_Given exercise_: Reproduce verbatim the rows below, from the line containing "In this exercise you will find the driveway" through the line containing "In this exercise you will find the exterior", including both of those lines.

_Raw data_:
<<<<

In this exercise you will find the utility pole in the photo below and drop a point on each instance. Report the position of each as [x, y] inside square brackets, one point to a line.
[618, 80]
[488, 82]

>>>>
<<<<

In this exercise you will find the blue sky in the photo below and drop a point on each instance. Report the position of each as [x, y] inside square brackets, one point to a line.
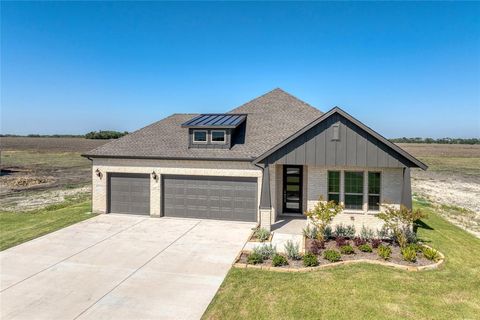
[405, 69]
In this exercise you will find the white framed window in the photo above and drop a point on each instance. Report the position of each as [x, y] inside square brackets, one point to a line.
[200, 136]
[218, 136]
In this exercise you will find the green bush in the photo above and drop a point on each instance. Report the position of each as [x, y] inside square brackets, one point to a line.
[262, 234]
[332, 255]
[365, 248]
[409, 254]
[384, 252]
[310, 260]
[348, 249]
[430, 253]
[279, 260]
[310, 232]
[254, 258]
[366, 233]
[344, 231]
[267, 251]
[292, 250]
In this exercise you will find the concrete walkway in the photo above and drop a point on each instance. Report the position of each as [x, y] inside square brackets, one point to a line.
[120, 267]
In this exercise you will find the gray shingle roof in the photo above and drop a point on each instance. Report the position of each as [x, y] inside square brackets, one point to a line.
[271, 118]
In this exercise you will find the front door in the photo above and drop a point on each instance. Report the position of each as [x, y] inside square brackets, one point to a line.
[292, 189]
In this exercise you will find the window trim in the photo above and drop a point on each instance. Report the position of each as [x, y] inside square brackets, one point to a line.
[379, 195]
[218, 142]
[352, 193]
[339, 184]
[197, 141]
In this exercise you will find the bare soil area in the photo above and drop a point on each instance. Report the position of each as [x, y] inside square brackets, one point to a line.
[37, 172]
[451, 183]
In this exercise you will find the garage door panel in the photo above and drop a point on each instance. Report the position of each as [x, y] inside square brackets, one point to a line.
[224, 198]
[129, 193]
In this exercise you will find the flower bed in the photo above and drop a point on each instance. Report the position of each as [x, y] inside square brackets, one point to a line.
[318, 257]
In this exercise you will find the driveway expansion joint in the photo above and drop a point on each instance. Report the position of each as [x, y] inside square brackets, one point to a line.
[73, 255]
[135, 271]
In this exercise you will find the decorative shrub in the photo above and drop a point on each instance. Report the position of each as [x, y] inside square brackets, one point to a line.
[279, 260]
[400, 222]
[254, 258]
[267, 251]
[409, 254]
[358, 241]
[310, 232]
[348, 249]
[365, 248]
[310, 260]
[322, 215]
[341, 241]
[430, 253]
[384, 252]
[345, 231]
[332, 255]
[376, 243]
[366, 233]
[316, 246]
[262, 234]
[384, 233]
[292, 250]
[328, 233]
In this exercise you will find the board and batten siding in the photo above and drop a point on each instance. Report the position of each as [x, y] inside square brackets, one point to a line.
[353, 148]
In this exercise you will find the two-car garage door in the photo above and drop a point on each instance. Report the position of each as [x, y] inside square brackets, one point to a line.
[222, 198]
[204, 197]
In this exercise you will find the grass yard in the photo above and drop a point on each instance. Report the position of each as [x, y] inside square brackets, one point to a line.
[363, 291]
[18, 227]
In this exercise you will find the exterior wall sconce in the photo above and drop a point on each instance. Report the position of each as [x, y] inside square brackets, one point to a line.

>>>>

_The result_:
In this exercise you will find the driveway expansion joint in the photo above and drop a point on each instance. Report the position of each as [x, y] inside square brackets, one point to a line.
[73, 255]
[135, 271]
In this exercise you will find the decorative shrub in the photo above and drop a point on each instance. Report the position of each as [x, y] inside square brackets, one point to a line.
[279, 260]
[400, 222]
[254, 258]
[267, 251]
[409, 254]
[358, 241]
[310, 232]
[348, 249]
[365, 248]
[310, 260]
[322, 215]
[341, 241]
[430, 253]
[384, 252]
[345, 231]
[332, 255]
[376, 243]
[366, 233]
[316, 246]
[262, 234]
[384, 233]
[292, 250]
[328, 233]
In this exercise you will find the board and batten siding in the photo above and drop a point on each instance. Report the position of each as [x, y] inside square brackets, one point to a line.
[353, 148]
In this exercise you will find the two-car garage door in the photo above and drop a point on each instance. Report the position of each as [x, y] inside square brackets, one point to a line.
[222, 198]
[204, 197]
In this exercise you will find the grass yard in the photo above and drop a point on each instance. Report the position of each as [x, y] inside square brackets, one point to a line.
[363, 291]
[18, 227]
In this exercise you will find the exterior wall sconce in the photo above and drop a point on each instance. Report the position of each as [x, y] inside square brackets, one point to a line.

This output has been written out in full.